| ÜBUNGSTEXT |
Angesichts der Herausforderungen, die der aktuelle Klimawandels mit sich bringt, erforscht die Wissenschaft auch, wie menschliche Gesellschaften mit Umweltveränderungen generell umgehen. Die Vergangenheit liefert dazu wertvolle Erkenntnisse. Eine neue Studie, die Wissenschaftlerinnen des Exzellenzclusters ROOTS an der Christian-Albrechts-Universität zu Kiel (CAU) jetzt zusammen mit Kollegen aus Oslo, Tromsø und Stavanger (Norwegen) in der internationalen Fachzeitschrift Quaternary Science Reviews veröffentlicht haben, präsentiert eine beispiellos umfangreiche Sammlung archäologischer und umweltbezogener Daten, die Zusammenhänge zwischen Klimaschwankungen, Bevölkerungsdynamik und kulturellen Veränderungen im heutigen Norddeutschland und Skandinavien während der Jungsteinzeit und der Älteren Bronzezeit (ca. 4100 bis 1100 vor unserer Zeitrechnung) aufzeigen. „Im Gegensatz zu der Vorstellung, dass frühe Gesellschaften Umweltveränderungen passiv hinnehmen mussten, zeigt unsere Studie, dass sie ausgeklügelte Strategien entwickelten, um sich an die veränderten Bedingungen anzupassen“, sagt Dr. Magdalena Bunbury, die Hauptautorin der Studie.
Tausende Datenpunkte berücksichtigt
Die Studie nutzt unter anderem die Kohlenstoffisotopenanalyse (14C-Daten), um Spuren menschlicher Aktivitäten im Forschungsgebiet zu datieren. Die Autoren erhoben mehr als 20.000 14C-Daten, die die vergangenen 17.000 Jahre abdecken. Nach einer strengen Qualitätskontrolle blieben 6268 Datenpunkte übrig, die für die Studie nutzbar waren. „Mit mehreren statistischen Ansätze können wir anhand dieser 14C-Daten rekonstruieren, ob die Bevölkerungszahl in bestimmten Epochen zu- oder abgenommen hat“, erklärt Dr. Bunbury.

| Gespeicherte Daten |

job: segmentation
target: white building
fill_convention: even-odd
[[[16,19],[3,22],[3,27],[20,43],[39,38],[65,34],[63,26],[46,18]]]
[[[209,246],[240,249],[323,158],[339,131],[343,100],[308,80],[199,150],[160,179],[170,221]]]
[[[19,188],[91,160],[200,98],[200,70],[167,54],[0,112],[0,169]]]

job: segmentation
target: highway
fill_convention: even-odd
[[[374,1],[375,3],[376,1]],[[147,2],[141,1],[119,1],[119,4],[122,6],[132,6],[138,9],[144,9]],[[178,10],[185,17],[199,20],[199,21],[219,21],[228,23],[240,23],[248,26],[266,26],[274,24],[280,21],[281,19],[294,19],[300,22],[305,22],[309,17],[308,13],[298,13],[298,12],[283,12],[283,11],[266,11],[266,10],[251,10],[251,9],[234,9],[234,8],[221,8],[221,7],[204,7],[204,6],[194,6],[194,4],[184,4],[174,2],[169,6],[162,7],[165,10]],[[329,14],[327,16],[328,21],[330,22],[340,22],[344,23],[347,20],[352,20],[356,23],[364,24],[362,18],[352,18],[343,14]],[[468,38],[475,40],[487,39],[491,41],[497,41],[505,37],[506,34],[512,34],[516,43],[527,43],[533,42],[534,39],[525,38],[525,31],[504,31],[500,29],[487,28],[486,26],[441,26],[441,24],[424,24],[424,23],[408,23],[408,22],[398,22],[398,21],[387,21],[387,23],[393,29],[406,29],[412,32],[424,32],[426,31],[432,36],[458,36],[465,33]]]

| ARBEITSFRAGEN |
[a] Tausche im Text zur Kieler Klimastudie „Datenpunkte“ gegen „Messwerte“ aus, und zwar in dem Abschnitt, der mit den Worten „Tausende Datenpunkte berücksichtigt“ beginnt und mit „erklärt Dr. Bunbury.“ endet. Gib diesen Abschnitt anschließend vollständig wieder.
[b] Schreibe den Text zur Kieler Klimastudie im Anschluss an seinen letzten Satz weiter.
Die Einträge stammen aus einer anderen Quelle als der Text zur Kieler Klimastudie.

| AUFGABENLÖSUNGEN |
[a]
Tausende Messwerte berücksichtigt
Die Studie nutzt unter anderem die Kohlenstoffisotopenanalyse (14C-Daten), um Spuren menschlicher Aktivitäten im Forschungsgebiet zu datieren. Die Autoren erhoben mehr als 20.000 14C-Daten, die die vergangenen 17.000 Jahre abdecken. Nach einer strengen Qualitätskontrolle blieben 6268 Messwerte übrig, die für die Studie nutzbar waren. „Mit mehreren statistischen Ansätze können wir anhand dieser 14C-Daten rekonstruieren, ob die Bevölkerungszahl in bestimmten Epochen zu- oder abgenommen hat“, erklärt Dr. Bunbury.

[b]
„Zusätzlich haben wir 49 hochauflösende Klimaarchive aus dem Bereich zwischen 50 und 70 Grad nördlicher Breite analysiert, die eine detaillierte Rekonstruktion der Umweltbedingungen in der Untersuchungsregion zwischen 4100 und 1100 vor unserer Zeitrechung ermöglichen“, fügt Dr. Mara Weinelt vom Exzellenzcluster ROOTS hinzu, die die Studie initiiert und betreut hatte. Darüber hinaus bezog das Team archäologische Informationen zu mehr als 3600 Häusern aus fast 1500 Fundorten im größten Teil des Untersuchungsgebiets ein.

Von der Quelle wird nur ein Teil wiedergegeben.